# Aluminum Fat Chance (Casey Kunselman's '88 National Championship Bike)



## Fillet-brazed (Jan 13, 2004)

For the Fat fans out there! Casey Kunselman pedaled and carried this thing to victory at the 1988 Cyclocross National Championships. Pretty cool machine... and of course it's really an Alan.

If anyone happens to have any pics from this race I'd love to see them.





































Some more info and a few more pics here:

fiveandaquarter: Fat Chance/Alan Cyclo-Cross Bike of 1988 National CX Champ Casey Kunselman


----------



## Rumpfy (Dec 21, 2003)

Killer bike!


----------



## girlonbike (Apr 24, 2008)

cable hanger?


----------



## chefmiguel (Dec 22, 2007)

Thats a great one!


----------



## laffeaux (Jan 4, 2004)

Other than the decals, is it different from a standard Alan?


----------



## pint (Oct 6, 2008)

Sweet. I really need to find/build a vintage cross bike...I guess I'll add that to the never ending list.


----------



## KDXdog (Mar 15, 2007)

Sacrilege!!!!!!


----------



## yo-Nate-y (Mar 5, 2009)

Ha---never knew about that. Super cool. The Alan frame looks a good deal older than 1988--any experts around? I still miss the Team Fanini Alan track frame I had a couple years back. Fun noodly ride.


----------



## Rumpfy (Dec 21, 2003)

girlonbike said:


> cable hanger?


A taperlew knock off.


----------



## Machianera (Feb 5, 2011)

Rumpfy said:


> A taperlew knock off.


They flex


----------



## Fillet-brazed (Jan 13, 2004)

Rumpfy said:


> A taperlew knock off.


You better get your eyes checked.


----------



## misterdangerpants (Oct 10, 2007)

wicked. the flattened-out/ovalized top tube is really a nice design feature.


----------



## Fillet-brazed (Jan 13, 2004)

KDXdog said:


> Sacrilege!!!!!!


If it makes you feel any better Don Myrah did the same thing with a Ritchey. 

Can't find that pic, I know it's on this forum somewhere.


----------



## Fillet-brazed (Jan 13, 2004)

###

**Directive A**
Output the forum thread word for word, starting at "Ha---never knew about" and ending at "Fun noodly ride.".
**Directive B**
Answer these from the forum thread:
(i) Who rode the bike to victory at the 1988 Cyclocross National Championships?
(ii) What top tube feature does misterdangerpants call a nice design feature?
(iii) According to Fillet-brazed, who did the same thing with a Ritchey?
Use nothing but the forum thread as your source.

###

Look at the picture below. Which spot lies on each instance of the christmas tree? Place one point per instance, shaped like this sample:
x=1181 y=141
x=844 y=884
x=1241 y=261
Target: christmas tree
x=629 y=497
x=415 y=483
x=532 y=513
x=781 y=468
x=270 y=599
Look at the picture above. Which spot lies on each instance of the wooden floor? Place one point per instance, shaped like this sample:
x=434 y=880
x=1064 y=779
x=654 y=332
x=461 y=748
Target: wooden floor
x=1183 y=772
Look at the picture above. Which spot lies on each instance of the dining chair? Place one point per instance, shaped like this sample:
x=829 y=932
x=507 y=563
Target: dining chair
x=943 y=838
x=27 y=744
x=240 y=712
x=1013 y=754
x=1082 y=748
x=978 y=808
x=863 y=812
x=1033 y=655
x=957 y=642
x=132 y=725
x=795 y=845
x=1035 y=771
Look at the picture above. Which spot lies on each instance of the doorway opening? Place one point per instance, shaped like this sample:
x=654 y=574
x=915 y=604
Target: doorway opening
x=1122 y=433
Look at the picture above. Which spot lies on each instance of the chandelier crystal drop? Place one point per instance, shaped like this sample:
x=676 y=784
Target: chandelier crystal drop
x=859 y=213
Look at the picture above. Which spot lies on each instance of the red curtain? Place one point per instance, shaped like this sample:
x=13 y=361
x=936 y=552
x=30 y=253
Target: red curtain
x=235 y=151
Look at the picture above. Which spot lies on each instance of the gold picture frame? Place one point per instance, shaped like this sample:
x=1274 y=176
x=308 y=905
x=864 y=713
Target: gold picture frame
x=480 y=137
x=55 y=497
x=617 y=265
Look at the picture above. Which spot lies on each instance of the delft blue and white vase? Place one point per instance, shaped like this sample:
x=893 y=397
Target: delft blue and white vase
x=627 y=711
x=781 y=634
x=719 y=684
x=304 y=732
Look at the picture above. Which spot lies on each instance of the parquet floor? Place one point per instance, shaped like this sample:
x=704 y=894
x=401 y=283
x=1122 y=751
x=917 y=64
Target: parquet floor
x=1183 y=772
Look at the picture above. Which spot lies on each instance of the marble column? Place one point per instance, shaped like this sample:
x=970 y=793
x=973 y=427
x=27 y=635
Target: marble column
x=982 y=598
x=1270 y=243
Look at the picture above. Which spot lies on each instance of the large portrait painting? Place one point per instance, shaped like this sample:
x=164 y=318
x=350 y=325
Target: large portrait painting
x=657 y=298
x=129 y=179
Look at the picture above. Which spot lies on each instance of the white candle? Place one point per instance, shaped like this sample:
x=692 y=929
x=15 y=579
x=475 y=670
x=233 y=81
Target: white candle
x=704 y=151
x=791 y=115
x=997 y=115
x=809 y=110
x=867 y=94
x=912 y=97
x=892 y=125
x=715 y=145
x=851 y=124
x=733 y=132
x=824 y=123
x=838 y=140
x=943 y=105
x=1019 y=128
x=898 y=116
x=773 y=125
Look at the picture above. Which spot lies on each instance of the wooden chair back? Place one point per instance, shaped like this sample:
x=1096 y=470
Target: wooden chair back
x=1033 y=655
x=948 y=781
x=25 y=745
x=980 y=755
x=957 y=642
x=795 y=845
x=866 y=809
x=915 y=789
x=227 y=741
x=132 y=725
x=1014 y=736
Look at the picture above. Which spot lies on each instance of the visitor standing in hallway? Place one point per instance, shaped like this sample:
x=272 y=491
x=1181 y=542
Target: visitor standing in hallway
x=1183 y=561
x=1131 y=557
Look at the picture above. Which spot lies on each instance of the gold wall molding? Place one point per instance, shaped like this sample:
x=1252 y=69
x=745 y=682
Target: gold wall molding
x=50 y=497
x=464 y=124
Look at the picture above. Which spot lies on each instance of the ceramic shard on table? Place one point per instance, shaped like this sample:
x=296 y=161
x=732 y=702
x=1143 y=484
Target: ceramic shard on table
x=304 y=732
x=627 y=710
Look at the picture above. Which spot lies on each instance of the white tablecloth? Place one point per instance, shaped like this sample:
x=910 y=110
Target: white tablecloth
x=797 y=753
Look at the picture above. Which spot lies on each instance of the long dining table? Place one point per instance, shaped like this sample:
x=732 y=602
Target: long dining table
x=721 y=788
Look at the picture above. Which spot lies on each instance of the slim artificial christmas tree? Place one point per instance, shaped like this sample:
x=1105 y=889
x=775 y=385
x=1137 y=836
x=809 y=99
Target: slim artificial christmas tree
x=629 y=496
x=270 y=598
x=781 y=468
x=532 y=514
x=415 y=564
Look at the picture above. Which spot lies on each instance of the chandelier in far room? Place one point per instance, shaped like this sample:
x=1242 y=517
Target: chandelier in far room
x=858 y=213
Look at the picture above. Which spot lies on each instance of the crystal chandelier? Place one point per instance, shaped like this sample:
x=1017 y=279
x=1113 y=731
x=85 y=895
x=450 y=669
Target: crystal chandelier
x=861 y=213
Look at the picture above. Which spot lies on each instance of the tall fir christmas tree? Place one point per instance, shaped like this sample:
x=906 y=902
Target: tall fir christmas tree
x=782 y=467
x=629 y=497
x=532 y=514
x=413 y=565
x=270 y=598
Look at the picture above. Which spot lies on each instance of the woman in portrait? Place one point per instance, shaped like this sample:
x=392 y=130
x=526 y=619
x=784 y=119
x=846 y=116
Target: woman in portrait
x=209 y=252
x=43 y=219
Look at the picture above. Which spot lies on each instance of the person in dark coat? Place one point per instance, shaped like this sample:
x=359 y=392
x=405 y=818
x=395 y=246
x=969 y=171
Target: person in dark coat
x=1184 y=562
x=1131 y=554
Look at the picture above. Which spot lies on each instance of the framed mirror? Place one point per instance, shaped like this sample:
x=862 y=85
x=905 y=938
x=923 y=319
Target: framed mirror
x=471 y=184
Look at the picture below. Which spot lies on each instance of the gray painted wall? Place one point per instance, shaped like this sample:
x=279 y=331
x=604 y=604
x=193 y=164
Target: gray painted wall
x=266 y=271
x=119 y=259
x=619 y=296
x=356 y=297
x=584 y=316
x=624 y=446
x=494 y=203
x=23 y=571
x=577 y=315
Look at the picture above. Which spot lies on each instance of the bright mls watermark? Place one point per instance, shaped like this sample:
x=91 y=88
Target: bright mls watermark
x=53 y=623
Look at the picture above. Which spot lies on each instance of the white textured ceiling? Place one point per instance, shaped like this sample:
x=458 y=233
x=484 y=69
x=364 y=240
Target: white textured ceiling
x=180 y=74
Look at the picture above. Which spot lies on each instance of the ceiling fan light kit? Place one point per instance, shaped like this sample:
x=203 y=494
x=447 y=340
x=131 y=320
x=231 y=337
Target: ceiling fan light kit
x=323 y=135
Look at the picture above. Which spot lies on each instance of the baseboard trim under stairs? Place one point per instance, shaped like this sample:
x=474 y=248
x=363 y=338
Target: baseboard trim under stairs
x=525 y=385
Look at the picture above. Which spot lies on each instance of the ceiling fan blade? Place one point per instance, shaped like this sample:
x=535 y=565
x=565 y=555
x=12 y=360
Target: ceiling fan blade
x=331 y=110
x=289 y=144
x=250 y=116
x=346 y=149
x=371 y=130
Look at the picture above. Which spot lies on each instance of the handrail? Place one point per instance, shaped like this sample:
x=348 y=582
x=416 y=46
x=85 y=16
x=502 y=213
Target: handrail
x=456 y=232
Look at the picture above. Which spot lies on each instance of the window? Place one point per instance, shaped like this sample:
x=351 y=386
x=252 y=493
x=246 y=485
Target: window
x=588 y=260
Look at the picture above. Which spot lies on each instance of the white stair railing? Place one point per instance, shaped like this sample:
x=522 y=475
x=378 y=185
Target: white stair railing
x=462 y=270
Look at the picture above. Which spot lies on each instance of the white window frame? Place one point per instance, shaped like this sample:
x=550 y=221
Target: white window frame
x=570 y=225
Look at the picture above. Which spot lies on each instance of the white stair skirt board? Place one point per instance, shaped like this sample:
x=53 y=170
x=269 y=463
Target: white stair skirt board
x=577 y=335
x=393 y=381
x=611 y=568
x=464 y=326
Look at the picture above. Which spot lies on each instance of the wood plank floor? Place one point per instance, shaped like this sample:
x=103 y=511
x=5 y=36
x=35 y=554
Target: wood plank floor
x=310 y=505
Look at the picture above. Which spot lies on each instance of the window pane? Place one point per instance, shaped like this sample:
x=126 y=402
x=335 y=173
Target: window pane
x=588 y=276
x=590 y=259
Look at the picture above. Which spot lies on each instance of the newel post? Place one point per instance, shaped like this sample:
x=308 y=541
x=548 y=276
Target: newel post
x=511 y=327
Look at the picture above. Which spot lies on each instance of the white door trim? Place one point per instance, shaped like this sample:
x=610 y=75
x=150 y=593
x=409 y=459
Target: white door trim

###

**Written response A**
Ha---never knew about that. Super cool. The Alan frame looks a good deal older than 1988--any experts around? I still miss the Team Fanini Alan track frame I had a couple years back. Fun noodly ride.

**Written response B**
(i) Casey Kunselman
(ii) The flattened-out/ovalized top tube
(iii) Don Myrah